Start Record extracts

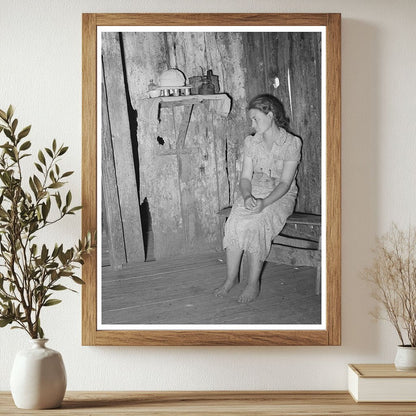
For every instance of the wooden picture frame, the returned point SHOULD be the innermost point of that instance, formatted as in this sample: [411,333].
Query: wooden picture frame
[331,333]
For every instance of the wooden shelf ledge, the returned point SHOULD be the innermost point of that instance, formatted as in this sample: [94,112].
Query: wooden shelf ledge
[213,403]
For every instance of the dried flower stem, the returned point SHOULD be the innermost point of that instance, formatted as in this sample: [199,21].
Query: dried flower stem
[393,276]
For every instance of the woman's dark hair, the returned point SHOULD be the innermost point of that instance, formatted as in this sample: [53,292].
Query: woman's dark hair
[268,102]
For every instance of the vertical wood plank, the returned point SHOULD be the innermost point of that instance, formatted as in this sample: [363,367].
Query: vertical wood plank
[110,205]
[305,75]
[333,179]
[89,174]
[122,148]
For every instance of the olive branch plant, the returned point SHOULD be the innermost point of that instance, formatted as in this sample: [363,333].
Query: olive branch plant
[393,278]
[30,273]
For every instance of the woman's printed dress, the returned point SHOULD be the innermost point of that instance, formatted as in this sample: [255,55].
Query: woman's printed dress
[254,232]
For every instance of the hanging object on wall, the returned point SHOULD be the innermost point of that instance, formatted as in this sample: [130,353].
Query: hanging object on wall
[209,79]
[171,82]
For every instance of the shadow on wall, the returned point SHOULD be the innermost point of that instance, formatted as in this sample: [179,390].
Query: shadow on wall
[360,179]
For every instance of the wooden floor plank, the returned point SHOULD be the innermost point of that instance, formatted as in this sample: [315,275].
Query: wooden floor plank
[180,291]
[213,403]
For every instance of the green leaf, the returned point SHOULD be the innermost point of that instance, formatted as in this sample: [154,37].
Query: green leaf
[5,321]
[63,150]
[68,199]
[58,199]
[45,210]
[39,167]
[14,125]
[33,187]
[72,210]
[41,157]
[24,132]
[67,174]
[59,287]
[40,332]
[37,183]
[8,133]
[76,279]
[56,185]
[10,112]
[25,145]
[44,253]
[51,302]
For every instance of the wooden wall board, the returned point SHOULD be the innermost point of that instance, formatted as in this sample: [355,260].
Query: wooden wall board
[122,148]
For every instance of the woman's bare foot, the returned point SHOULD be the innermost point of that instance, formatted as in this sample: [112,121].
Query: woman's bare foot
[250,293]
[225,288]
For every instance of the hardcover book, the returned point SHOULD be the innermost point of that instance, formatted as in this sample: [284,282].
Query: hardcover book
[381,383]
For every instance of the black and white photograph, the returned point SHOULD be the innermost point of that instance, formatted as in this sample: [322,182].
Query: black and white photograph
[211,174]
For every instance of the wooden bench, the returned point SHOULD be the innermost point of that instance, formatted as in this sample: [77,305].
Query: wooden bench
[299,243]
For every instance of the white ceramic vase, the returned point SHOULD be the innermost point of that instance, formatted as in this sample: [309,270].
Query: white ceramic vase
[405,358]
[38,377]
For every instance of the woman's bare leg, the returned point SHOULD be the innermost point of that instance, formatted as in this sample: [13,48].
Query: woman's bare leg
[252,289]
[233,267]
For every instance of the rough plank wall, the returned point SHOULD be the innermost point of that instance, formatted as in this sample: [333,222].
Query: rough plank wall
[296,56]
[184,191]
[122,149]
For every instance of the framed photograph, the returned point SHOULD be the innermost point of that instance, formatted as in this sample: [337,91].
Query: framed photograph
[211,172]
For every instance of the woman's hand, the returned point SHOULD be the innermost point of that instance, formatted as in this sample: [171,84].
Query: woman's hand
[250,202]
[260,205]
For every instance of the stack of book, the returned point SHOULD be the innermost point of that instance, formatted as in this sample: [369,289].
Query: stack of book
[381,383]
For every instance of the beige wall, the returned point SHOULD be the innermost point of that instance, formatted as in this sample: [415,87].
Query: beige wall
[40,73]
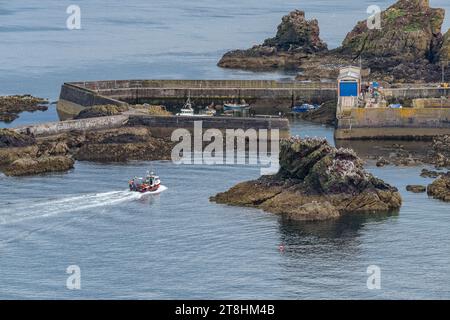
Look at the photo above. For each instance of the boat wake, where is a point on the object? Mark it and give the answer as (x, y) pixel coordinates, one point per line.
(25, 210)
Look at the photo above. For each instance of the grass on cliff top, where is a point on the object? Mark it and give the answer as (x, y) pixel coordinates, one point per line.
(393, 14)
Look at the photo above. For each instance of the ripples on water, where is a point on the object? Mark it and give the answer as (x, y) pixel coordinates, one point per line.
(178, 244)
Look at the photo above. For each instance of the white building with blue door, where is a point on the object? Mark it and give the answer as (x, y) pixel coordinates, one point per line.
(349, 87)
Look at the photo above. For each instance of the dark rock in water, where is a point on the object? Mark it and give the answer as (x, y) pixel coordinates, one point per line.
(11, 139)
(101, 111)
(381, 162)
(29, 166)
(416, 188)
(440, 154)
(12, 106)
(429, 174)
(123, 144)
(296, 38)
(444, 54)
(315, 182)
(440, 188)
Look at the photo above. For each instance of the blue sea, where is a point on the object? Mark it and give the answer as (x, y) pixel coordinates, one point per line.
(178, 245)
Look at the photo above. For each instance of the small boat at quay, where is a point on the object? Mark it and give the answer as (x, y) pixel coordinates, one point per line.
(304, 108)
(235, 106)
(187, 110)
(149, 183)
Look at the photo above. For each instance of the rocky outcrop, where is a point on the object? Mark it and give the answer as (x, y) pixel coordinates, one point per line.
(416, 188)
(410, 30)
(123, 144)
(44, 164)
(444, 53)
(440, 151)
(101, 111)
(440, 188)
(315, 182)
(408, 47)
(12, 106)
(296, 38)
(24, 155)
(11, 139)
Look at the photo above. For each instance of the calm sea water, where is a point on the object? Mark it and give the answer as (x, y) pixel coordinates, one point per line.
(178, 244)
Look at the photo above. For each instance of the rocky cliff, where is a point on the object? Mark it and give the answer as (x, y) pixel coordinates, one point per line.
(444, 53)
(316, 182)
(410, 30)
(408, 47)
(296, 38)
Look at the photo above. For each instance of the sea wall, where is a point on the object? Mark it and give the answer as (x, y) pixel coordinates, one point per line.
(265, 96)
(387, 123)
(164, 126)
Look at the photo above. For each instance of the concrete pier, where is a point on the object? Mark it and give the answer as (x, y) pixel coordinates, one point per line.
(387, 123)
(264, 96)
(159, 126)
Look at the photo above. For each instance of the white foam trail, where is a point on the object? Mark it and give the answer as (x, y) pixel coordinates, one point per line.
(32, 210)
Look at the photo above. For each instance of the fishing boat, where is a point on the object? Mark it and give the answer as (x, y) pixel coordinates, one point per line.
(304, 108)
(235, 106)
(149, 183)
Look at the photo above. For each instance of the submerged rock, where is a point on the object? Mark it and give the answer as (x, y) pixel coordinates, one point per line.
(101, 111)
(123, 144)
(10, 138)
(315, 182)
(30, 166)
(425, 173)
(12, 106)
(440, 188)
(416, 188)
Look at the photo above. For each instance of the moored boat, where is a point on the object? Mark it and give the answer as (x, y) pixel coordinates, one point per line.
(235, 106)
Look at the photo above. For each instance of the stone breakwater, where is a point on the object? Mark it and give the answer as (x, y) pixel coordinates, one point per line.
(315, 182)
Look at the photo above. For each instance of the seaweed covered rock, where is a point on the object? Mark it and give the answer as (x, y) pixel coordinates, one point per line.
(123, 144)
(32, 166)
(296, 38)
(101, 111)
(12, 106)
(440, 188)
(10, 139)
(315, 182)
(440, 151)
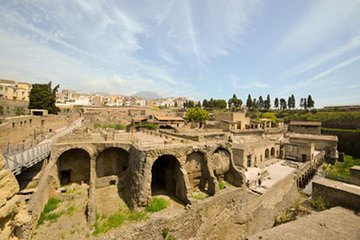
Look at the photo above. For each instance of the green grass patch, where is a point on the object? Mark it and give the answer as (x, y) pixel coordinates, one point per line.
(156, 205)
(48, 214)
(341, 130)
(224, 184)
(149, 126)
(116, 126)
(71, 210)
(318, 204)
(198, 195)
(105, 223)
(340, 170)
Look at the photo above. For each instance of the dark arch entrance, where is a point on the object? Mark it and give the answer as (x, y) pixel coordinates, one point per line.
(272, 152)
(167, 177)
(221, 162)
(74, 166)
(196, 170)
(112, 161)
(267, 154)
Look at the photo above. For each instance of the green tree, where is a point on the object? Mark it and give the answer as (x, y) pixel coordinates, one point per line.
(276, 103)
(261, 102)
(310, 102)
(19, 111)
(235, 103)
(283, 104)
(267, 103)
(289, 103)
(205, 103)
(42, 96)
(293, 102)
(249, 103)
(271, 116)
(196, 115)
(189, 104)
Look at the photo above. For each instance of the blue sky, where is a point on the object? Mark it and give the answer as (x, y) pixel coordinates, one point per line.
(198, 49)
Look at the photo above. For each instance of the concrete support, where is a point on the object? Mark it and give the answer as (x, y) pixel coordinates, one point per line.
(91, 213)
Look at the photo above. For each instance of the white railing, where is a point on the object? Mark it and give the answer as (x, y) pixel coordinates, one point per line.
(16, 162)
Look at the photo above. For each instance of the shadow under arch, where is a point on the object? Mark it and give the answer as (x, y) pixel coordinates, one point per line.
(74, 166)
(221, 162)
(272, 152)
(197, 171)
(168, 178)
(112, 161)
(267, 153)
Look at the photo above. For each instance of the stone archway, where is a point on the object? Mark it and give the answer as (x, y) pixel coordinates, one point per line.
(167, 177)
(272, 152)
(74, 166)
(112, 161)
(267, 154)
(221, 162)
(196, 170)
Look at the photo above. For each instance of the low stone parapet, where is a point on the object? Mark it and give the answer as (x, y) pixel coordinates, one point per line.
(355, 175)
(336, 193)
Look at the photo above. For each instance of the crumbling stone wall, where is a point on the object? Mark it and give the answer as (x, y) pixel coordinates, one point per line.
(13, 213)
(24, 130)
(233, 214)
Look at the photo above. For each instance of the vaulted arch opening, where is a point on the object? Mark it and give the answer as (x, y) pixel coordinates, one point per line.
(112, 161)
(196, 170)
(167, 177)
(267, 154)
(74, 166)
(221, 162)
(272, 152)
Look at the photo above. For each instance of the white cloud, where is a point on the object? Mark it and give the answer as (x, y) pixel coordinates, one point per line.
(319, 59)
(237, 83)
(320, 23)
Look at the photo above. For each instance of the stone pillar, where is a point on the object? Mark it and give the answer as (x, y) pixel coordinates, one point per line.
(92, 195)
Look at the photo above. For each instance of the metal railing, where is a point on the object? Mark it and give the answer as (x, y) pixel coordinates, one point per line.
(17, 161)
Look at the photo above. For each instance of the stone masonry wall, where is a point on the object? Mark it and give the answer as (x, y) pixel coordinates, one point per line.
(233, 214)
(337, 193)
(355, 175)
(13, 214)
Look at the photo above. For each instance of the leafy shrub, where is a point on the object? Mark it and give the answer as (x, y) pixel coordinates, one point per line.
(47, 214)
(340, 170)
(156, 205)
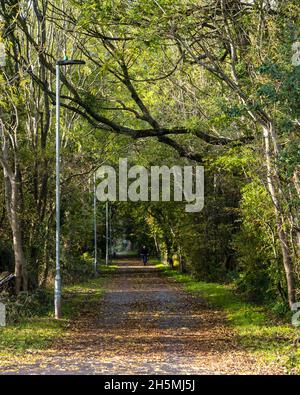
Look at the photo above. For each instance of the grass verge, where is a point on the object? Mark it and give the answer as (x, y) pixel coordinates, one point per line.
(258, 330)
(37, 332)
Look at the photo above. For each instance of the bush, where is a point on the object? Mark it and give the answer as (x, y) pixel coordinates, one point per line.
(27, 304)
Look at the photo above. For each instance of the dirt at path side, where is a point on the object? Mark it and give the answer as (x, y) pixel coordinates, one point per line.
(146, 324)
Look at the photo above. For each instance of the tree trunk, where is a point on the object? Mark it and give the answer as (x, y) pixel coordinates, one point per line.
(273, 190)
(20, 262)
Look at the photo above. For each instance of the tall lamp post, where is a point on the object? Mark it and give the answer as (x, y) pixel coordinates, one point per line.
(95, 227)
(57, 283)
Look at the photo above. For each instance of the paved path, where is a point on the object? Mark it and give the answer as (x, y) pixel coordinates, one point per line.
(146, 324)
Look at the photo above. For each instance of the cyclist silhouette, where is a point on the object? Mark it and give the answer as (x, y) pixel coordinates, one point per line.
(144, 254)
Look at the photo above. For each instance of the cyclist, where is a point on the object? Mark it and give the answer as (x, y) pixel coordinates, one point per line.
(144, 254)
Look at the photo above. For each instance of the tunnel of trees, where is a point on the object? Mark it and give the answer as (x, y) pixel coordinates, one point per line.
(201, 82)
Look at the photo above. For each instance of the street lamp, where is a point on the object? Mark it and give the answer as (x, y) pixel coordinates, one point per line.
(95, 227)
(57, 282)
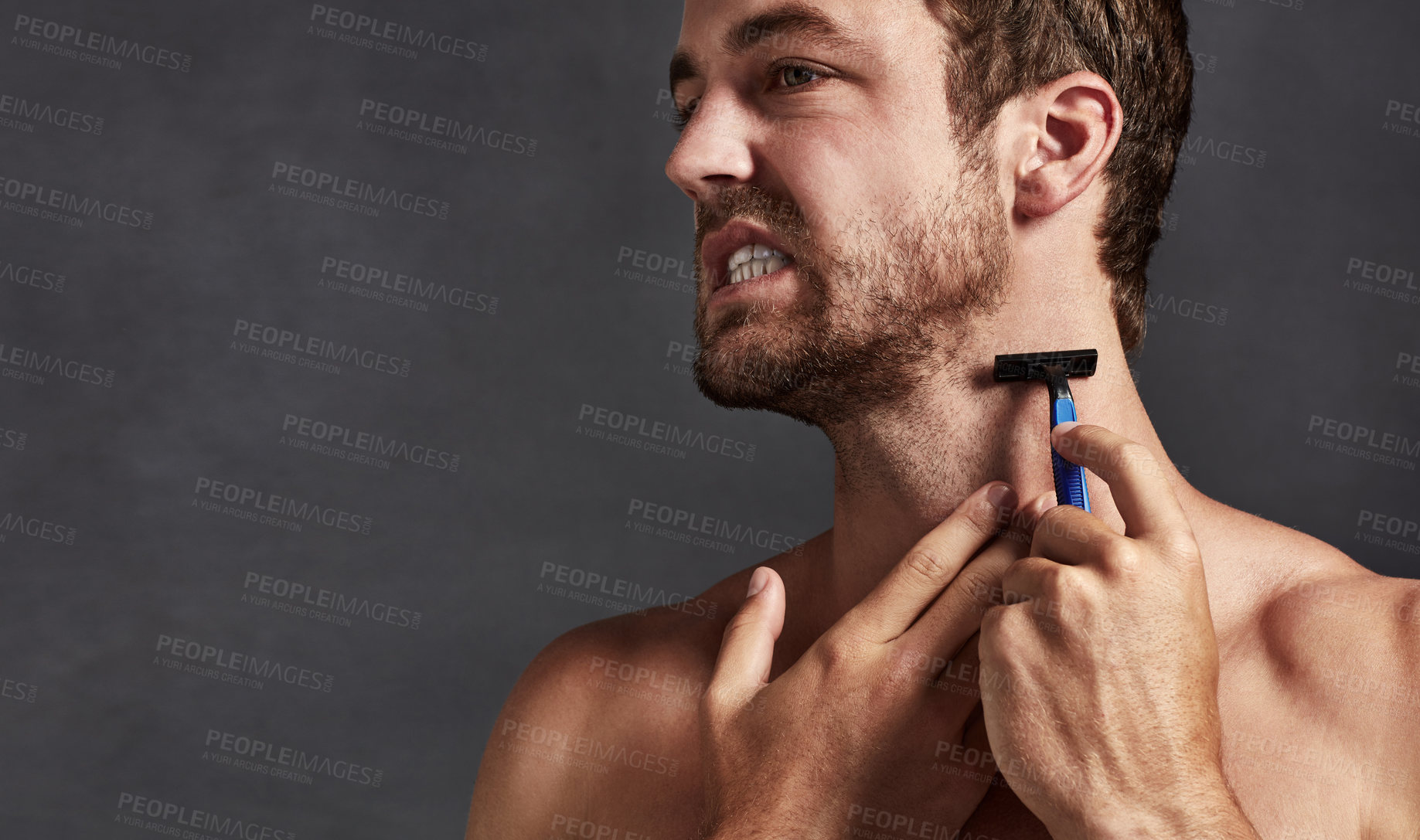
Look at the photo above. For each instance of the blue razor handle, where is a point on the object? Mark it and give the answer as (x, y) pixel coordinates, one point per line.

End Record extracts

**Description of the task**
Lines from the one that contains "Look at the photo above. For each instance of the tree" through the last line of the data above are to be extracted exactly, with no pictures and no other lines.

**Response below**
Look at the photo above. For each instance of the tree trunk, where is a point on the object? Mark it and give the answer as (x, y) pixel coordinates, one point per line.
(273, 190)
(20, 262)
Look at the photo above. For each instance of the tall lamp post, where is a point on the object? Mark it and give the answer as (x, y) pixel coordinates, one point per line.
(95, 227)
(57, 283)
Look at the photo above. For each instance of the paved path, where is a point on the object? Mark it and give the answer as (x, y) pixel coordinates, one point per line.
(146, 324)
Look at the photo above. For each instance of the cyclist silhouette, where is a point on the object? Mark it and give the answer as (x, y) pixel coordinates, one point per line.
(144, 254)
Look at the photo above. For each instance of the cyclist, where is a point on the object? Mark it and give the answer as (x, y) pixel coordinates, one point per line.
(144, 254)
Look at the photo above. For each instance of the tunnel of trees, where is a point on the object? Mark it and give the answer as (x, y) pixel coordinates, one point per line.
(201, 82)
Look at the photo above. For each instance of the street lamp, where is a point on the object? Mark it and give the answer as (x, y) pixel coordinates, one point per line.
(95, 227)
(57, 282)
Look at the photo above. For each instance of the blue razor handle, where is a point on the object? Mark it and give the answer as (x, y) pixel coordinates, one point per line.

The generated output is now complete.